USING THE INFORMATION:
1. In the passage on seamen, to which kinds of vessels is hiring on shares said to be nearly confined?
2. List each of the ways that the passage on seamen says seamen may be hired.
3. Carry on the passage on seamen from its final sentence, keeping its formal style.

*** Opening of DOCUMENT SEGMENT ***

Seaman, a sailor. Seamen may be hired in four ways. 1. They may be employed for a certain voyage and receive a certain proportion of the freight earned. This contract is probably rarely made in this country, except for small coasting vessels. 2. They may be hired for a certain voyage or by the run, and paid a round sum at the close, and this is not very unusual. 3. They may be hired on shares, which is a practice nearly if not quite confined to whaling and fishing vessels. 4. But much the most common usage is to hire them for some definite voyage or voyages, or for a definite period, on monthly wages. Under penalty of a considerable forfeiture, the United States laws require that every master of a vessel bound from a port in the United States to any foreign port, or of any ship or vessel of the burden of 75 tons or upward bound from an Atlantic to a Pacific port or vice versa, shall have shipping articles, which must be signed by every seaman on board, and must describe accurately the voyage and the terms upon which the seaman ships. Articles which are less particular are required in case of vessels of 50 tons and upward bound from a port in one state to a port in any other than an adjoining state.

*** Close of DOCUMENT SEGMENT ***
*** Opening of DATA PROVIDED ***

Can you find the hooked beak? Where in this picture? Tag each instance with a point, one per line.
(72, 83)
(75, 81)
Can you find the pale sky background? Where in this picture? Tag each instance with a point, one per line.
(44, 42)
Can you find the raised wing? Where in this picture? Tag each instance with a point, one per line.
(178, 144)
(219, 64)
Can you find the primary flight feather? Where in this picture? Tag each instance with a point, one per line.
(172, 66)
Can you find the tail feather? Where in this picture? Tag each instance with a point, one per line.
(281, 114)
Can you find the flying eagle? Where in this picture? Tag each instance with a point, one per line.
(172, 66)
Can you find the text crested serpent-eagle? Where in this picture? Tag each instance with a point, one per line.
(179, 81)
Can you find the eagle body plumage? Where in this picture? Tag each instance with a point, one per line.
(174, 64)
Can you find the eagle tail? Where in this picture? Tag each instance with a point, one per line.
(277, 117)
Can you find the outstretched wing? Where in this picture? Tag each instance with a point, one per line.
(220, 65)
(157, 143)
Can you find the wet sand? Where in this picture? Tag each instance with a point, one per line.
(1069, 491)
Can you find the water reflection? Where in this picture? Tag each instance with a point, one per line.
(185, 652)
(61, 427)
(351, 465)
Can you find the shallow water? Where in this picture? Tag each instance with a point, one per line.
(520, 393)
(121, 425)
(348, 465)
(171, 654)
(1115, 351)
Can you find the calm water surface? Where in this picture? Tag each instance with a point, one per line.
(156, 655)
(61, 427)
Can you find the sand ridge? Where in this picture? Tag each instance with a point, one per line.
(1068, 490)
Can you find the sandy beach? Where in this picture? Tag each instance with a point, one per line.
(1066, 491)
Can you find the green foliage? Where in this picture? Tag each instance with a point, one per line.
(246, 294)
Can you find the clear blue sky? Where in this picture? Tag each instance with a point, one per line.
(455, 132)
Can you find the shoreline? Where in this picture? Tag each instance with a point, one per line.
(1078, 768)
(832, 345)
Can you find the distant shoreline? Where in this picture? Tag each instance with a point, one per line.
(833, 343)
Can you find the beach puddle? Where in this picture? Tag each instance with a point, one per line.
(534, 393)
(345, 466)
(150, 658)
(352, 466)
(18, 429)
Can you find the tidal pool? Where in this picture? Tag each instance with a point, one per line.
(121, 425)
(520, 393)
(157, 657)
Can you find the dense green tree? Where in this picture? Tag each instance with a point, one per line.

*** Close of DATA PROVIDED ***

ANSWERS FOR THE EXERCISE:
1. Whaling and fishing vessels.

2.
1. For a certain voyage, receiving a certain proportion of the freight earned.
2. For a certain voyage or by the run, paid a round sum at the close.
3. On shares.
4. For some definite voyage or voyages, or for a definite period, on monthly wages.

3.
Wherever there is doubt as to the meaning of the obligation, the sailor, rather than the ship owner, has the benefit of the doubt. The shipping articles ought therefore to declare explicitly the ports of the beginning and end of the voyage, and in all other respects ought to be clear and fair. To all clauses or stipulations which tend to lessen the usual rights of the seaman, it must appear that he gave intelligent and deliberate assent. Accidental omissions in the articles may be supplied by parol; and a seaman may also by parol show that the voyage or time represented to him was not that which appears in the papers, or that the articles have been altered since they were subscribed. The owner is bound to provide a seaworthy ship, and our statutes furnish the means of lawfully ascertaining her condition on the complaint of one of the mates and a majority of the crew, by a regular survey at home or abroad. If seamen, after shipping, refuse to proceed on the voyage and are arrested for the mutiny, the condition of the vessel, if that is the excuse, is inquired into by the court; and if she is found unseaworthy, their punishment is reduced and mitigated accordingly.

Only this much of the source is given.